*TASK BRIEF*:
Rewrite the items as a numbered list, starting at the line containing "Object to locate: black belt" and ending at the line containing "[0,229,30,470]". Leave out any blank lines.
* * *
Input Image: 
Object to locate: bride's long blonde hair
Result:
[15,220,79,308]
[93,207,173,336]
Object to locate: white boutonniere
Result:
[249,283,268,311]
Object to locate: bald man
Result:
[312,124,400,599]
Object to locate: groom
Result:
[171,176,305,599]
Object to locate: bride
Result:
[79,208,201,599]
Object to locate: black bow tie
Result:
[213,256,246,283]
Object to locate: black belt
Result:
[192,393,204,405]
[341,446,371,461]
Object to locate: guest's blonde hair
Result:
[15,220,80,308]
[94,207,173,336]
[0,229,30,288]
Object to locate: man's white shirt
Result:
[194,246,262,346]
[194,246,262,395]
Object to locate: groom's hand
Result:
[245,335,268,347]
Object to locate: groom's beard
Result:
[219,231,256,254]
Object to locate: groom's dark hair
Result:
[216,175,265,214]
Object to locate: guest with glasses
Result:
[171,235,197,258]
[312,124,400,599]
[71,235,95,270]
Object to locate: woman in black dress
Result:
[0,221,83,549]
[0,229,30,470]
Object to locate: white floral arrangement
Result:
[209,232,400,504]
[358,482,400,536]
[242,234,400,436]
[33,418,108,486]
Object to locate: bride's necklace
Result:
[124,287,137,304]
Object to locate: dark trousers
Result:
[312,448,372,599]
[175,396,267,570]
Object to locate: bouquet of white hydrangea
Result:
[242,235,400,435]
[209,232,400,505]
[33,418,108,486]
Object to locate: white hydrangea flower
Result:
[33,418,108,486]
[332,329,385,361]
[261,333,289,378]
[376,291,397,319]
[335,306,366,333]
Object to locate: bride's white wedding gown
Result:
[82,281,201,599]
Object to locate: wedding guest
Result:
* * *
*ANSWER TO THIS PROBLEM*:
1. Object to locate: black belt
2. Result:
3. [192,393,204,405]
4. [341,446,371,461]
5. Object to locate: guest's blonde hair
6. Result:
7. [15,220,80,308]
8. [94,207,173,336]
9. [0,229,30,288]
10. Object to locate: man's white shirt
11. Result:
12. [194,246,262,346]
13. [194,246,262,395]
14. Object to locate: groom's hand
15. Result:
16. [245,335,268,347]
17. Object to locate: groom's beard
18. Result:
19. [219,231,256,254]
20. Object to locate: groom's dark hair
21. Result:
22. [216,175,265,214]
23. Object to locate: guest with glasses
24. Result:
25. [171,235,197,258]
26. [312,124,400,599]
27. [71,235,95,270]
28. Object to locate: woman in black dress
29. Result:
30. [0,221,83,549]
31. [0,229,30,470]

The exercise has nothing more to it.